Auftrag => Wandle alle folgenden Zeilen in eine Markdown-Tabelle mit den Spalten „Nr.“ und „Zeile“ um und lass dabei leere Zeilen weg. Die Bilder gehören nicht in die Antwort.

● ● ● ● ● ● ●

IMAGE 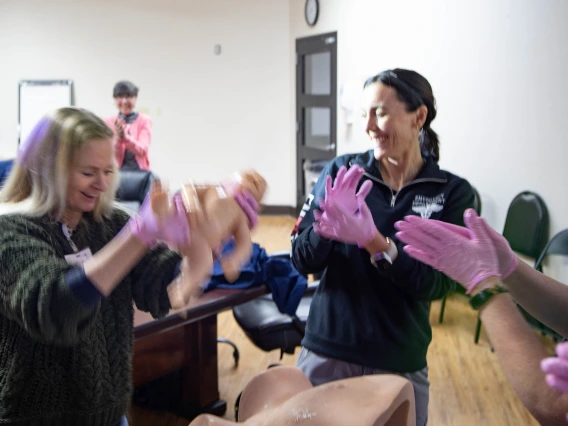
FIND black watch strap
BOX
[469,286,509,311]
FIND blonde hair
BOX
[0,107,118,220]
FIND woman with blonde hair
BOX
[0,108,258,426]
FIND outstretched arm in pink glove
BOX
[396,209,501,293]
[404,210,568,337]
[128,181,190,247]
[540,342,568,420]
[428,209,518,280]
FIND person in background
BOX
[0,107,258,426]
[292,69,474,426]
[396,209,568,425]
[105,81,152,170]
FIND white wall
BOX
[0,0,294,205]
[291,0,568,280]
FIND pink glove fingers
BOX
[545,374,568,393]
[402,246,434,265]
[356,180,373,200]
[345,166,365,191]
[540,357,568,380]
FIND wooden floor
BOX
[130,217,552,426]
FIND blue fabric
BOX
[0,160,14,186]
[205,241,308,315]
[116,416,128,426]
[65,267,103,308]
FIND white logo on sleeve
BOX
[412,194,445,219]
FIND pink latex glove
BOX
[128,192,191,247]
[395,209,501,294]
[235,189,259,229]
[422,210,519,279]
[540,342,568,421]
[540,342,568,393]
[325,165,373,213]
[313,191,378,247]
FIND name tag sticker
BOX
[65,247,93,265]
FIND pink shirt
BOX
[105,113,152,170]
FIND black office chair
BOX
[233,251,312,421]
[233,251,312,359]
[517,229,568,342]
[474,191,550,344]
[438,186,481,324]
[116,170,156,213]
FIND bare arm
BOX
[83,227,147,297]
[480,293,568,425]
[505,261,568,337]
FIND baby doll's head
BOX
[235,169,266,203]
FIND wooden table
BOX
[132,286,269,419]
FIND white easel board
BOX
[18,80,73,144]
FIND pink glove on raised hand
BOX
[128,192,191,247]
[395,209,501,293]
[325,165,373,213]
[430,210,519,279]
[540,342,568,393]
[313,191,378,247]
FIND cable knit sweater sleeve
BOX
[0,215,98,346]
[110,209,181,318]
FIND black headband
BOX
[379,70,426,106]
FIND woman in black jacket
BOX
[292,69,474,426]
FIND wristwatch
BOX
[469,286,509,311]
[371,237,398,271]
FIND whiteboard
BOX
[18,80,73,143]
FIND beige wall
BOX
[0,0,293,205]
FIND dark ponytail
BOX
[363,68,440,163]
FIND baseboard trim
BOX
[260,205,297,217]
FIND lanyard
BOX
[61,223,79,253]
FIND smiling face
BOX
[64,139,113,222]
[362,82,428,160]
[114,95,137,115]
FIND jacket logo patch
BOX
[412,194,445,219]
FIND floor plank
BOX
[130,217,553,426]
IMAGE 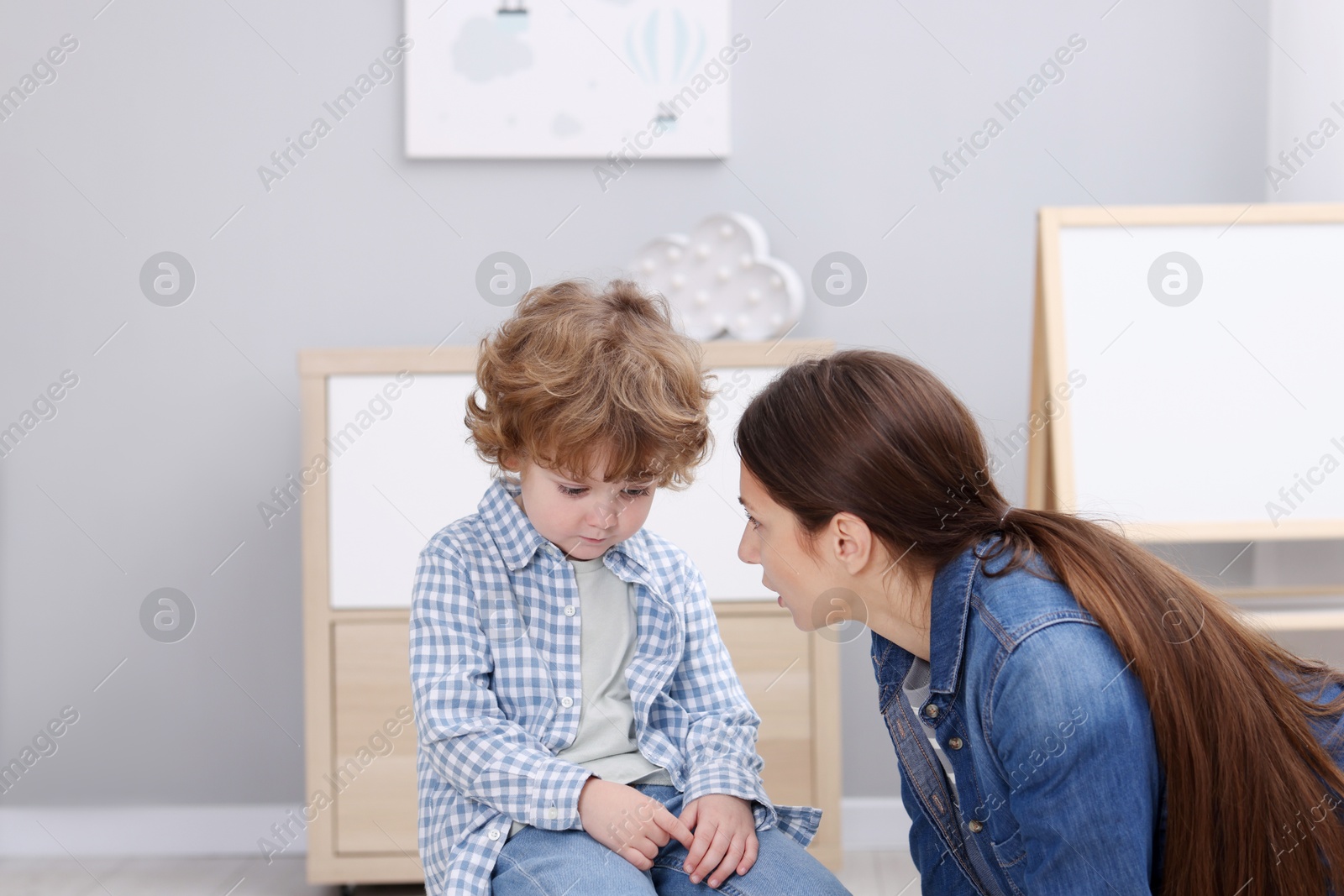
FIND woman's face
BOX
[738,459,837,631]
[505,455,654,560]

● ● ● ● ● ● ●

Ergebnis =>
| Nr. | Zeile |
|---|---|
| 1 | IMAGE  |
| 2 | FIND black watch strap |
| 3 | BOX |
| 4 | [469,286,509,311] |
| 5 | FIND blonde hair |
| 6 | BOX |
| 7 | [0,107,118,220] |
| 8 | FIND woman with blonde hair |
| 9 | BOX |
| 10 | [0,108,258,426] |
| 11 | FIND outstretched arm in pink glove |
| 12 | BOX |
| 13 | [396,209,501,293] |
| 14 | [404,210,568,337] |
| 15 | [128,181,190,247] |
| 16 | [540,342,568,420] |
| 17 | [428,209,518,280] |
| 18 | FIND person in background |
| 19 | BOX |
| 20 | [0,107,258,426] |
| 21 | [292,69,474,426] |
| 22 | [396,209,568,425] |
| 23 | [105,81,152,170] |
| 24 | FIND white wall |
| 25 | BOX |
| 26 | [0,0,294,205] |
| 27 | [291,0,568,280] |
| 28 | FIND pink glove fingers |
| 29 | BOX |
| 30 | [545,374,568,393] |
| 31 | [402,246,434,265] |
| 32 | [356,180,373,200] |
| 33 | [345,166,365,191] |
| 34 | [540,357,568,380] |
| 35 | FIND wooden floor |
| 36 | BOX |
| 37 | [130,217,552,426] |
| 38 | FIND blue fabric |
| 39 | BOX |
| 40 | [0,160,14,186] |
| 41 | [205,241,308,315] |
| 42 | [116,416,128,426] |
| 43 | [65,267,103,308] |
| 44 | FIND white logo on sleeve |
| 45 | BOX |
| 46 | [412,194,445,219] |
| 47 | FIND pink latex glove |
| 48 | BOX |
| 49 | [128,192,191,247] |
| 50 | [395,209,501,294] |
| 51 | [235,189,259,229] |
| 52 | [422,210,519,279] |
| 53 | [540,342,568,421] |
| 54 | [540,342,568,393] |
| 55 | [325,165,373,213] |
| 56 | [313,191,378,247] |
| 57 | FIND name tag sticker |
| 58 | BOX |
| 59 | [65,247,93,265] |
| 60 | FIND pink shirt |
| 61 | BOX |
| 62 | [105,113,152,170] |
| 63 | FIND black office chair |
| 64 | BOX |
| 65 | [233,251,312,421] |
| 66 | [233,251,312,359] |
| 67 | [517,229,568,342] |
| 68 | [474,191,550,344] |
| 69 | [438,186,481,324] |
| 70 | [116,170,156,213] |
| 71 | FIND bare arm |
| 72 | BOX |
| 73 | [83,227,147,297] |
| 74 | [480,293,568,425] |
| 75 | [505,261,568,337] |
| 76 | FIND baby doll's head |
| 77 | BOX |
| 78 | [235,169,266,203] |
| 79 | FIND wooden table |
| 80 | BOX |
| 81 | [132,286,269,419] |
| 82 | FIND white easel board |
| 83 | BOX |
| 84 | [18,80,73,144] |
| 85 | FIND pink glove on raised hand |
| 86 | BOX |
| 87 | [128,192,191,247] |
| 88 | [395,209,501,293] |
| 89 | [325,165,373,213] |
| 90 | [430,210,519,279] |
| 91 | [540,342,568,393] |
| 92 | [313,191,378,247] |
| 93 | FIND cable knit sweater sleeve |
| 94 | BOX |
| 95 | [0,215,98,346] |
| 96 | [110,209,181,318] |
| 97 | FIND black headband |
| 98 | BOX |
| 99 | [379,70,426,106] |
| 100 | FIND woman in black jacket |
| 101 | BOX |
| 102 | [292,69,474,426] |
| 103 | FIND wristwatch |
| 104 | BOX |
| 105 | [469,286,509,311] |
| 106 | [371,237,398,271] |
| 107 | FIND whiteboard |
| 108 | BOX |
| 109 | [18,80,73,143] |
| 110 | FIND beige wall |
| 111 | BOX |
| 112 | [0,0,293,205] |
| 113 | FIND dark ponytail |
| 114 | BOX |
| 115 | [363,68,440,163] |
| 116 | FIND baseboard trim |
| 117 | BOX |
| 118 | [260,205,297,217] |
| 119 | FIND lanyard |
| 120 | BOX |
| 121 | [61,223,79,253] |
| 122 | FIND smiling face |
| 123 | BOX |
| 124 | [64,139,113,222] |
| 125 | [362,82,428,160] |
| 126 | [114,95,137,115] |
| 127 | FIND jacket logo patch |
| 128 | BOX |
| 129 | [412,194,445,219] |
| 130 | FIND floor plank |
| 131 | BOX |
| 132 | [130,217,553,426] |
| 133 | IMAGE  |
| 134 | FIND woman's face |
| 135 | BOX |
| 136 | [738,459,837,631] |
| 137 | [505,455,654,560] |